● Set of tasks:
**A)** In the passage about the care coordination company, what led to the investigation of Ryan Carroll? Answer in one to three sentences.
**B)** Reproduce the part of the passage about the care coordination company starting with "As the criminal" and going on through "of Elderberries LLC?".

● Quoted passage:
= = = = = = =

According to one investigator, the company’s owner, Ryan Carroll, “operated as a care coordinator,” a role that is intended help Medicaid patients get “needed medical, social and other services, regardless of the funding source for the services to which access is granted.”
As the criminal complaint noted, someone contacted the Department of Health and informed them that Carroll “was having an inappropriate relationship with one of his… clients.” The ensuing investigation found that Carroll had been “documenting that he was providing monthly care coordination contacts to more than one client on the same date, time, but at different locations.” And “there was a total of $519,855.73 worth of claims between 2018 and 2022 that did not have sufficient documentation.”
In hindsight, you’d think that the company being named after a movie that also features killer bunny rabbits and catapults armed with cows would have raised suspicion sooner. Would anyone entrust matters of health care to, say, Your Mother Was a Hamster and Your Father Smelt of Elderberries LLC?
As Michael Palin once explained, the inspiration for the Knights Who Say “Ni” came from his sixth form teacher who would inadvertently say “ni” while combing through the shelves of the school history library wearing “tight trousers.”
Palin thought it would be funny to marry the teacher’s silly noise with a group of “very threatening, evil-looking people.”
Palin met the teacher years later, and he fully “endorsed” the movie’s use of his accidental catchphrase. Although it’s unclear how he would feel about alleged fraudsters adopting it.

= = = = = = =

● Information shown:
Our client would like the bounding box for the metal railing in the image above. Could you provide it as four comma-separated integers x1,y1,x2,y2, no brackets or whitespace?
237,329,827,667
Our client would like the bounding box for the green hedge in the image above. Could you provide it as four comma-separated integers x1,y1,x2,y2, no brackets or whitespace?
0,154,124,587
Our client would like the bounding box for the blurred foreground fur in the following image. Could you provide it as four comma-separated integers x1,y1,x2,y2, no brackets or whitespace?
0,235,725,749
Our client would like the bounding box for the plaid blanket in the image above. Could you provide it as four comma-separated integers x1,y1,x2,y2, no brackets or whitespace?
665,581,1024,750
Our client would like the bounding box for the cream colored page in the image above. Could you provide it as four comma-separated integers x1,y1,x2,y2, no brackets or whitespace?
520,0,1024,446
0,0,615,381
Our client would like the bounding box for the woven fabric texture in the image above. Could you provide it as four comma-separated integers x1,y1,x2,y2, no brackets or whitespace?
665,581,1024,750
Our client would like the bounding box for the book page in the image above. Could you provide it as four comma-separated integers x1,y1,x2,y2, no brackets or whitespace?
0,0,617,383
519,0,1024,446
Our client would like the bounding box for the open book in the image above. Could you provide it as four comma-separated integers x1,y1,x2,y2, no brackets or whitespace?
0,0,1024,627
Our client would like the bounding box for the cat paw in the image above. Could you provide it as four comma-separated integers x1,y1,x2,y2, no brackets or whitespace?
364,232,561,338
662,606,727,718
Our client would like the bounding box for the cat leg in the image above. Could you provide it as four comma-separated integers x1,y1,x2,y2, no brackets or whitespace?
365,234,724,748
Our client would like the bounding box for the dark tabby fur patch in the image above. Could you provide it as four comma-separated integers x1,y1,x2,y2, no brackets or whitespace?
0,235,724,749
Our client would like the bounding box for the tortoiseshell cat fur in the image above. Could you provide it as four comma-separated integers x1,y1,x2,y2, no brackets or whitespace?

= = = = = = =

● Outputs in order:
**A)** Someone contacted the Department of Health and told them that Carroll "was having an inappropriate relationship with one of his… clients." That report led to the investigation.

**B)**
As the criminal complaint noted, someone contacted the Department of Health and informed them that Carroll “was having an inappropriate relationship with one of his… clients.” The ensuing investigation found that Carroll had been “documenting that he was providing monthly care coordination contacts to more than one client on the same date, time, but at different locations.” And “there was a total of $519,855.73 worth of claims between 2018 and 2022 that did not have sufficient documentation.”
In hindsight, you’d think that the company being named after a movie that also features killer bunny rabbits and catapults armed with cows would have raised suspicion sooner. Would anyone entrust matters of health care to, say, Your Mother Was a Hamster and Your Father Smelt of Elderberries LLC?